[Texto fornecido]:

┄┄┄┄┄┄┄┄┄┄

E se houvesse uma epidemia de votos em branco?
Em 2004, já com uma vasta obra aclamada em todo o mundo e com o Prémio Nobel da Literatura no bolso, José Saramago publicava o seu décimo terceiro romance intitulado Ensaio Sobre a Lucidez. O livro relata o decorrer de umas eleições, num país qualquer, onde numa manhã chuvosa são muito poucos os eleitores a irem às urnas. As autoridades eleitorais preocupadas chegaram a supor que haveria uma abstenção gigantesca e que as eleições seriam um autêntico fracasso. Durante a tarde as condições climatéricas melhoram e, quase no encerramento da votação, fazem-se filas enormes havendo muitos a considerar que a forte afluência faria com que aquele fosse um dia histórico para a democracia. Contudo, e apesar da baixa taxa de abstenção, a contagem apontaria para uma percentagem elevadíssima de votos em branco, cerca de setenta por cento, um resultado nunca antes visto em nenhuma eleição posterior.

┄┄┄┄┄┄┄┄┄┄

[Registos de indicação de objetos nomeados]
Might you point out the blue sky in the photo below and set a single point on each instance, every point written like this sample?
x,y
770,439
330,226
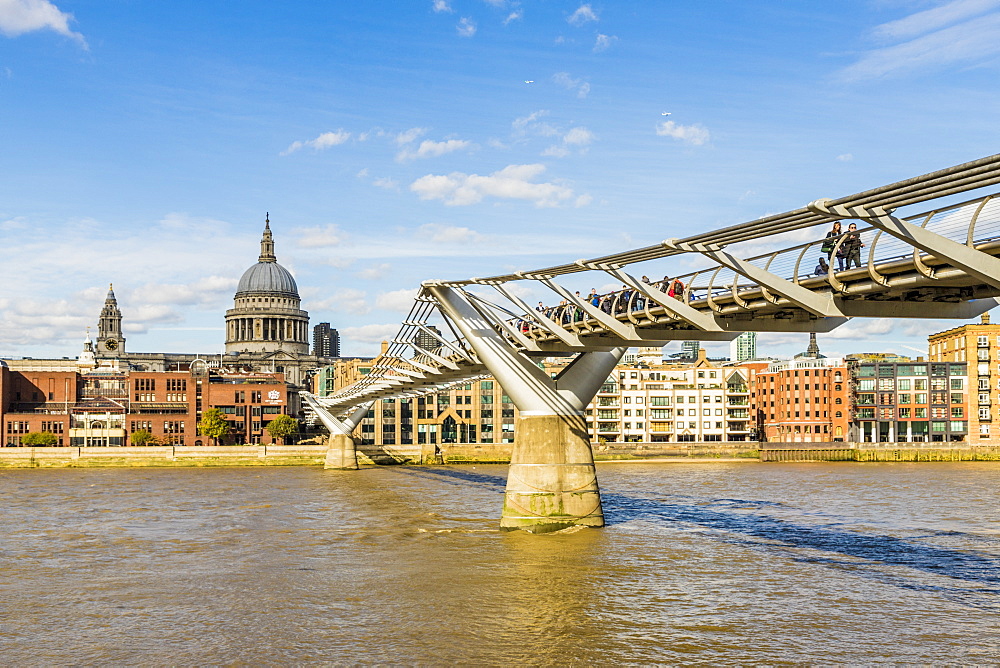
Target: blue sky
x,y
143,143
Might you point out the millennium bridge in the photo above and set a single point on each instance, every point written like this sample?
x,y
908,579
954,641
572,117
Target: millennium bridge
x,y
932,263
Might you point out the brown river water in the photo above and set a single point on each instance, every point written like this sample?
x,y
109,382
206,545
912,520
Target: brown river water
x,y
701,563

┄┄┄┄┄┄┄┄┄┄

[Instrução A]:
Cite, sem alterar uma palavra, o trecho do texto sobre o romance Ensaio Sobre a Lucidez que vai de "Em 2004, já" até "nenhuma eleição posterior.".
[Instrução B]:
Prossiga a escrita do texto sobre o romance Ensaio Sobre a Lucidez, começando logo depois da última frase apresentada.

[Resposta final A]:
Em 2004, já com uma vasta obra aclamada em todo o mundo e com o Prémio Nobel da Literatura no bolso, José Saramago publicava o seu décimo terceiro romance intitulado Ensaio Sobre a Lucidez. O livro relata o decorrer de umas eleições, num país qualquer, onde numa manhã chuvosa são muito poucos os eleitores a irem às urnas. As autoridades eleitorais preocupadas chegaram a supor que haveria uma abstenção gigantesca e que as eleições seriam um autêntico fracasso. Durante a tarde as condições climatéricas melhoram e, quase no encerramento da votação, fazem-se filas enormes havendo muitos a considerar que a forte afluência faria com que aquele fosse um dia histórico para a democracia. Contudo, e apesar da baixa taxa de abstenção, a contagem apontaria para uma percentagem elevadíssima de votos em branco, cerca de setenta por cento, um resultado nunca antes visto em nenhuma eleição posterior.

[Resposta final B]:
Desta forma as entidades políticas acabariam por perder a credibilidade perante uma população que viria a exercer massivamente o seu direito de voto. O voto em branco tornar-se-ia numa manifestação silenciosa perante os actos praticados por políticos pertencentes aos partidos da direita, da esquerda e do meio, nomes dados aos partidos que vão a votos no livro. As votações repetem-se e a percentagem de votos em branco aumenta. O país mergulha num cenário nunca antes visto onde existem forças policiais a actuar, conspirações e até mesmo perseguições, com situações que conseguem fazer lembrar o célebre 1984 da autoria de George Orwell. No decorrer da história, após diversas passagens, há mesmo quem coloque a hipótese de os votos em branco serem uma espécie de surto, tal como um surto de cegueira branca que acontecera há alguns anos atrás e que lançou o caos em todo o mundo.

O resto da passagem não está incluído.